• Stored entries
####################

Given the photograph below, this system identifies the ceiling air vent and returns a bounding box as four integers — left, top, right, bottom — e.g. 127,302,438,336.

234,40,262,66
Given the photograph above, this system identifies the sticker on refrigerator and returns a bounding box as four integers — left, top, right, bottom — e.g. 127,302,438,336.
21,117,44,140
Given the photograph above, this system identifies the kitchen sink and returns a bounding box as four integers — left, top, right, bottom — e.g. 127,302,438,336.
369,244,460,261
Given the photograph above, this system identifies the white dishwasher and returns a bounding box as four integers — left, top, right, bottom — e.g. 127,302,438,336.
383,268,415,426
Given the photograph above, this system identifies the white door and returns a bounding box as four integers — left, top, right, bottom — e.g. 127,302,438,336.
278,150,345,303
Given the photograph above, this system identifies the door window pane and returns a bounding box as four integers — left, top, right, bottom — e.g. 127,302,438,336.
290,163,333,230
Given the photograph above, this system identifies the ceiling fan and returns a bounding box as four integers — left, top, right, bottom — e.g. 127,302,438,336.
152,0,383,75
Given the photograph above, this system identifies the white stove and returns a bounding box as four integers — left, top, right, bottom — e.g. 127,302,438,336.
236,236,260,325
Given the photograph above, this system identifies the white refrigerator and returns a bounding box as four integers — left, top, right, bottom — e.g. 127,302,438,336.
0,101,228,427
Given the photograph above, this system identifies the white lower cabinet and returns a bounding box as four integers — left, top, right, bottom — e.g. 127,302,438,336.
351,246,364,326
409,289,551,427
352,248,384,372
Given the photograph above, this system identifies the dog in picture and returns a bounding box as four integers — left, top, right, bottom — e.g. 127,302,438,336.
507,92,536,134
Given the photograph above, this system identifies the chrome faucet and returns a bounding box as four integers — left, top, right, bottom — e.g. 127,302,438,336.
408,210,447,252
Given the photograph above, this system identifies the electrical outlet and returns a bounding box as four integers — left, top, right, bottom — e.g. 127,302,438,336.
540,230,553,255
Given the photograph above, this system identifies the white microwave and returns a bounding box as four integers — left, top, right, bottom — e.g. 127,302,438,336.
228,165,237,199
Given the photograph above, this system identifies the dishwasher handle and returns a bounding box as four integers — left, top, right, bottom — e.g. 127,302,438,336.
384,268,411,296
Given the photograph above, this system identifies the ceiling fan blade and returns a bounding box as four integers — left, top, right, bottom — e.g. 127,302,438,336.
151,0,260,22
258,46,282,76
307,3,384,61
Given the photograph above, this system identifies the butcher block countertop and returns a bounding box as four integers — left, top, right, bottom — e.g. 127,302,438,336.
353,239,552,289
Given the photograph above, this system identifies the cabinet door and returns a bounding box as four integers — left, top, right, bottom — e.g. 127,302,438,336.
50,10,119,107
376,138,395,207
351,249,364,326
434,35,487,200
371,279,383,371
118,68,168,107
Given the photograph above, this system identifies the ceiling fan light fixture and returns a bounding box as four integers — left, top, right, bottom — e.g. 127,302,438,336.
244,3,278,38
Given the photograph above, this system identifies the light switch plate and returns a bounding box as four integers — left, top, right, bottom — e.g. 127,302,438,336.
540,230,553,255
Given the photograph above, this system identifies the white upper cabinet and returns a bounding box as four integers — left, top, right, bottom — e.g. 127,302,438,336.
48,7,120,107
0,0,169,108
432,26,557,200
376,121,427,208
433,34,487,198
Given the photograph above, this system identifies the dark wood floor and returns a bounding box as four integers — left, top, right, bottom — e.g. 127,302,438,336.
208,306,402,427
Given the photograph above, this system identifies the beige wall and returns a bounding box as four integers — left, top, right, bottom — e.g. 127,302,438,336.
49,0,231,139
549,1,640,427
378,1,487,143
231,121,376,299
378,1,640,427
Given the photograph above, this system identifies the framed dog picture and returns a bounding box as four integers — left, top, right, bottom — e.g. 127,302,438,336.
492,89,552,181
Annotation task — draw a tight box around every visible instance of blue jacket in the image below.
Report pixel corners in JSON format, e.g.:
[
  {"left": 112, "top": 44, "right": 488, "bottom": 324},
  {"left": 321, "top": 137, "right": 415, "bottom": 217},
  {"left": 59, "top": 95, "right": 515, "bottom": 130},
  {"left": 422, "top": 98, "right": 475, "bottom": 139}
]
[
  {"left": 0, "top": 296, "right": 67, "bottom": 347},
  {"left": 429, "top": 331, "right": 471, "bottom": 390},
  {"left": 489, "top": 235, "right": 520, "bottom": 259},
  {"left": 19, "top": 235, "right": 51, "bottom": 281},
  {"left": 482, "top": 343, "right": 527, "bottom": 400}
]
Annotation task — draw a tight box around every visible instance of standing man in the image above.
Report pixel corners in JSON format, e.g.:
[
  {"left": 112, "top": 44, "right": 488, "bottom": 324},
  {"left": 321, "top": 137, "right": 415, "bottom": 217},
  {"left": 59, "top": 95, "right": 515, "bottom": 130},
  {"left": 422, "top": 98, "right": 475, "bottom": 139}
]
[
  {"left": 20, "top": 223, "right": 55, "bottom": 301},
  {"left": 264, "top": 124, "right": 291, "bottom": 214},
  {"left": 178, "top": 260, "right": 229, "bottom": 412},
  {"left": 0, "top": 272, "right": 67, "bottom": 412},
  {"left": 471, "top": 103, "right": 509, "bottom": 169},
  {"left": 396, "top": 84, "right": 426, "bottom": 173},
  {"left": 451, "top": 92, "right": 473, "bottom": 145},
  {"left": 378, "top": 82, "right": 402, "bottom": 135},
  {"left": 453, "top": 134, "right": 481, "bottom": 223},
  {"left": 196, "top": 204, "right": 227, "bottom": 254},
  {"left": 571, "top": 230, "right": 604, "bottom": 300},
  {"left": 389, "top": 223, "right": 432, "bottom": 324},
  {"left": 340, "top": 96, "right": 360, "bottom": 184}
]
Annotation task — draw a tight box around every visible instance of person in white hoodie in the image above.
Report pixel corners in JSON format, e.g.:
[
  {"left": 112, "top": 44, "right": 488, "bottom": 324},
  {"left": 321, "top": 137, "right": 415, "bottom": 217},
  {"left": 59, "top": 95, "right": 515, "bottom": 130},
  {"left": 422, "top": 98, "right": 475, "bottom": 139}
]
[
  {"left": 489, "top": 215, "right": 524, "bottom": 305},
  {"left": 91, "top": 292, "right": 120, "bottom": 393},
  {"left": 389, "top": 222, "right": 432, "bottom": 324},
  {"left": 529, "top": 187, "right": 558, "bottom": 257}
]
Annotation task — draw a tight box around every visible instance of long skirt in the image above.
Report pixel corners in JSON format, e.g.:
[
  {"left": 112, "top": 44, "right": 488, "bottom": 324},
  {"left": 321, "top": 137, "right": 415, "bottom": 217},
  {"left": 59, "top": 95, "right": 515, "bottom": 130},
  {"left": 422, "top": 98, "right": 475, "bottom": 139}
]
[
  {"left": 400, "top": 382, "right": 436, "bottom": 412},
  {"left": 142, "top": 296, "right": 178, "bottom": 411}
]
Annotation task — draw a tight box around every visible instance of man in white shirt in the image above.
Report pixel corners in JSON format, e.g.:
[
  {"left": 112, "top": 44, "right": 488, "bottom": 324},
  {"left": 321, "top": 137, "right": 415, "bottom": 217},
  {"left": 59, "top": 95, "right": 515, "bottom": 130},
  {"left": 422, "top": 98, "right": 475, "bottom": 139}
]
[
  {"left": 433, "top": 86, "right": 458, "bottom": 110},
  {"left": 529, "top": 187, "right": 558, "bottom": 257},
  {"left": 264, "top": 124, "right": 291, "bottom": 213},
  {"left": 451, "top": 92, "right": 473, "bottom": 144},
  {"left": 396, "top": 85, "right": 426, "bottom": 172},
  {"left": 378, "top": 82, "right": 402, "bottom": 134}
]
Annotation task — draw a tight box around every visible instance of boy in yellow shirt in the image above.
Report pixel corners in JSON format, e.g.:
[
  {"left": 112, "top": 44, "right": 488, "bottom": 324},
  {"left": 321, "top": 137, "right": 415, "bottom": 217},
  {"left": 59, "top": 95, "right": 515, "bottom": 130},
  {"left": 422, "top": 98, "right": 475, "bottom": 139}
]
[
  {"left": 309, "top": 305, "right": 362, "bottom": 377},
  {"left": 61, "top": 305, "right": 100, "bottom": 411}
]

####################

Copy out the lines from the one containing "the white door" to the one containing "278,150,345,303", both included, without any change.

Given the photograph above, this system identifies the white door and returns a bounding box as four integers — left, top, right, bottom — e.g. 127,302,438,336.
278,150,345,303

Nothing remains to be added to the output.